Data in this exercise:
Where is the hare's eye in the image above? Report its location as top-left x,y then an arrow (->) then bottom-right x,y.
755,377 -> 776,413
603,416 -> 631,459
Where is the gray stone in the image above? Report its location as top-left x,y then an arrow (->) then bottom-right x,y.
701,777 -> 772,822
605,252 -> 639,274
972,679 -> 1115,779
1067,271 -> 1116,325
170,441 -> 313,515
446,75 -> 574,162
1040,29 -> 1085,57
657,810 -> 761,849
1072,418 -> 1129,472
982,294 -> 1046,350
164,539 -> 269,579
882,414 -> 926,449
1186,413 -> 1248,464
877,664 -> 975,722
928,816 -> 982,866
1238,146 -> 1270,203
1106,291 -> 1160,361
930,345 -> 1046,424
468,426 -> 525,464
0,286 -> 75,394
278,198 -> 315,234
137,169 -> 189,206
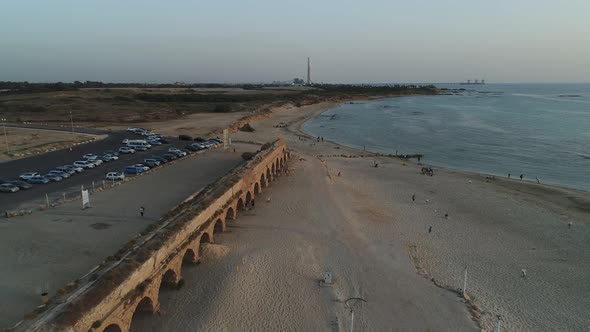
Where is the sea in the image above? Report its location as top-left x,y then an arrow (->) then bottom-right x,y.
303,84 -> 590,191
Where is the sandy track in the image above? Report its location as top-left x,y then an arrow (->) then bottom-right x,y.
122,104 -> 590,331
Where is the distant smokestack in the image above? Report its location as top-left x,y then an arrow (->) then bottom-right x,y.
307,57 -> 311,85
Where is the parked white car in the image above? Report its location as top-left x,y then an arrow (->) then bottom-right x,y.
18,172 -> 41,181
133,164 -> 150,172
119,146 -> 135,153
74,160 -> 96,169
105,172 -> 125,181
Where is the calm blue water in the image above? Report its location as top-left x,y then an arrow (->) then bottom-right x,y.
304,84 -> 590,191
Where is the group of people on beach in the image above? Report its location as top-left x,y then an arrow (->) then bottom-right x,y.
508,173 -> 541,184
412,194 -> 449,234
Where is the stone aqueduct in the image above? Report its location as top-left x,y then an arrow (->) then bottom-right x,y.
27,140 -> 290,332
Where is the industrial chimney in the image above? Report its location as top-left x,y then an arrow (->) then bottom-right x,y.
307,57 -> 311,85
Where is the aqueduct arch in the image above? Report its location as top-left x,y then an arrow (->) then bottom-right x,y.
225,207 -> 236,221
260,173 -> 268,188
254,182 -> 260,195
246,191 -> 254,206
182,248 -> 197,266
213,219 -> 225,234
129,296 -> 156,331
159,268 -> 179,291
102,324 -> 123,332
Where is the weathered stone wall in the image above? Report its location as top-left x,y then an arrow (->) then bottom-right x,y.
27,140 -> 289,331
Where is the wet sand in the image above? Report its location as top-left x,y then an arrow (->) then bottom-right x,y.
135,104 -> 590,331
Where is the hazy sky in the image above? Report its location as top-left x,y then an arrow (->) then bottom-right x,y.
0,0 -> 590,82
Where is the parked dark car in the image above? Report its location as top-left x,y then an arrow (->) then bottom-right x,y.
152,156 -> 168,164
162,153 -> 178,161
123,165 -> 143,174
27,176 -> 50,183
0,183 -> 19,193
178,135 -> 193,141
143,158 -> 160,168
8,180 -> 33,190
184,144 -> 199,152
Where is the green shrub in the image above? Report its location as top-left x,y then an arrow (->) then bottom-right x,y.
242,152 -> 255,160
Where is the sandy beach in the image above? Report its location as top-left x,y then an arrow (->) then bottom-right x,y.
131,103 -> 590,331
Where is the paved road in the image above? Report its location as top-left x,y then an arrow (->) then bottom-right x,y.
0,146 -> 257,330
0,132 -> 197,211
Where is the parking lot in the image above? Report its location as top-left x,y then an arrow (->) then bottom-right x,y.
0,141 -> 258,329
0,132 -> 217,211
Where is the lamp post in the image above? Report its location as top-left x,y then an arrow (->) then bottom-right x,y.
70,111 -> 74,135
2,118 -> 10,154
344,297 -> 367,332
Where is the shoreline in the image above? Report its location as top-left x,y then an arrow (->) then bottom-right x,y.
300,96 -> 590,194
126,98 -> 590,331
240,103 -> 590,330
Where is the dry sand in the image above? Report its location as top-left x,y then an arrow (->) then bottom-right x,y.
136,104 -> 590,331
0,126 -> 99,162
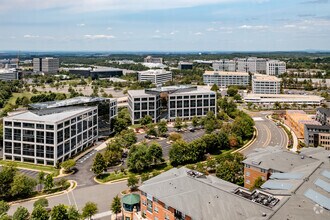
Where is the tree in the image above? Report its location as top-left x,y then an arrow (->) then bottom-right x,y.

Directions for this task:
Convert the lines above into a Markdown table with the columns Row and Line, numbering each line in order and skipping any blank lines. Leave the pictures out of the table.

Response to the exercise:
| Row | Line |
|---|---|
| 1 | Where is the hare's eye in the image above? Report its location as top-left x,y then an arrow (->) then bottom-right x,y. |
| 2 | 755,377 -> 776,413 |
| 3 | 603,416 -> 631,459 |
| 4 | Where is the gray stone in the image above? Report its location as top-left x,y then an arrow (->) then bottom-right x,y. |
| 5 | 701,777 -> 772,822 |
| 6 | 605,252 -> 639,274 |
| 7 | 972,679 -> 1115,779 |
| 8 | 1067,271 -> 1116,325 |
| 9 | 170,441 -> 313,515 |
| 10 | 446,75 -> 574,162 |
| 11 | 1040,29 -> 1085,57 |
| 12 | 657,810 -> 761,849 |
| 13 | 1072,418 -> 1129,472 |
| 14 | 982,294 -> 1046,350 |
| 15 | 164,539 -> 269,579 |
| 16 | 882,414 -> 926,449 |
| 17 | 1186,413 -> 1248,464 |
| 18 | 877,664 -> 975,722 |
| 19 | 928,816 -> 982,866 |
| 20 | 1238,146 -> 1270,203 |
| 21 | 1106,291 -> 1160,361 |
| 22 | 930,345 -> 1046,424 |
| 23 | 468,426 -> 525,464 |
| 24 | 0,286 -> 75,394 |
| 25 | 278,198 -> 315,234 |
| 26 | 137,169 -> 189,206 |
| 27 | Where is the sea in the image above? Report its location as top-left x,y then an arrow (->) then bottom-right x,y. |
| 28 | 303,84 -> 590,191 |
| 29 | Where is the sandy track in the image above? Report its location as top-left x,y then an arrow (->) then bottom-right x,y. |
| 30 | 122,104 -> 590,331 |
| 31 | Where is the distant smokestack in the image above? Report its location as top-left x,y then an arrow (->) then bottom-right x,y. |
| 32 | 307,57 -> 311,85 |
| 33 | Where is the parked white car in the image above? Report its location as top-left x,y then an arrow (->) then bottom-right x,y. |
| 34 | 18,172 -> 41,181 |
| 35 | 133,164 -> 150,172 |
| 36 | 119,146 -> 135,153 |
| 37 | 74,160 -> 96,169 |
| 38 | 105,172 -> 125,181 |
| 39 | Where is the calm blue water in the image above? Report its location as top-left x,y then an arrow (->) then bottom-right x,y. |
| 40 | 304,84 -> 590,191 |
| 41 | Where is the group of people on beach in the image above? Report its location as top-left x,y then an arrow (->) then bottom-right x,y. |
| 42 | 508,173 -> 541,184 |
| 43 | 412,194 -> 449,234 |
| 44 | Where is the stone aqueduct in the image above? Report its location as top-left x,y then an arrow (->) then bottom-right x,y. |
| 45 | 27,140 -> 290,332 |
| 46 | Where is the industrial chimney in the image above? Report its location as top-left x,y then an arrow (->) then bottom-right x,y. |
| 47 | 307,57 -> 311,85 |
| 48 | Where is the aqueduct arch in the image above? Report its location as top-left x,y then an arrow (->) then bottom-right x,y. |
| 49 | 225,207 -> 236,221 |
| 50 | 260,173 -> 268,188 |
| 51 | 254,182 -> 260,195 |
| 52 | 246,191 -> 254,206 |
| 53 | 182,248 -> 197,266 |
| 54 | 213,219 -> 225,234 |
| 55 | 129,296 -> 156,331 |
| 56 | 159,268 -> 179,291 |
| 57 | 102,324 -> 123,332 |
| 58 | Where is the weathered stone wall in the image above? Report its location as top-left x,y then an arrow (->) then bottom-right x,y. |
| 59 | 27,140 -> 289,331 |
| 60 | Where is the wet sand in the image above? Report its location as top-left x,y then an arrow (->) then bottom-right x,y. |
| 61 | 135,104 -> 590,331 |
| 62 | Where is the hazy sky in the image above? Report its location as top-left x,y then an arrow (->) then bottom-right x,y. |
| 63 | 0,0 -> 590,82 |
| 64 | Where is the parked dark car in the image above? Report its location as top-left x,y then an arrow (->) then bottom-right x,y. |
| 65 | 152,156 -> 168,164 |
| 66 | 162,153 -> 178,161 |
| 67 | 123,165 -> 143,174 |
| 68 | 27,176 -> 50,183 |
| 69 | 0,183 -> 19,193 |
| 70 | 178,135 -> 193,141 |
| 71 | 143,158 -> 160,168 |
| 72 | 8,180 -> 33,190 |
| 73 | 184,144 -> 199,152 |
| 74 | Where is the green shrub in the image above? Report its location as top-left x,y then an arrow (->) then bottom-right x,y. |
| 75 | 242,152 -> 255,160 |
| 76 | Where is the sandy beach in the image above? Report its location as top-left x,y then an arrow (->) then bottom-right x,y. |
| 77 | 131,103 -> 590,331 |
| 78 | Where is the paved road in the image above? Report its location as top-left x,y then an arrow (->) then bottom-right x,y. |
| 79 | 0,146 -> 257,330 |
| 80 | 0,132 -> 197,211 |
| 81 | Where is the parking lot in the image above? Report its location as top-left x,y then an arrow (->) then bottom-right x,y. |
| 82 | 0,141 -> 258,329 |
| 83 | 0,132 -> 217,211 |
| 84 | Where is the lamp post in the image above? Report its location as top-left x,y then an arrow (->) then bottom-right x,y. |
| 85 | 70,111 -> 74,135 |
| 86 | 2,118 -> 10,154 |
| 87 | 344,297 -> 367,332 |
| 88 | Where is the shoreline in the image above? Report its location as top-left x,y then an arrow (->) then bottom-right x,y. |
| 89 | 300,96 -> 590,194 |
| 90 | 126,98 -> 590,331 |
| 91 | 240,103 -> 590,330 |
| 92 | Where is the dry sand in the image above? Report its location as top-left x,y then an arrow (->) then bottom-right x,y. |
| 93 | 136,104 -> 590,331 |
| 94 | 0,126 -> 99,162 |
| 95 | Where is the tree in the image above? Report its location as top-left x,y then an arrow (->) then bottom-right x,y. |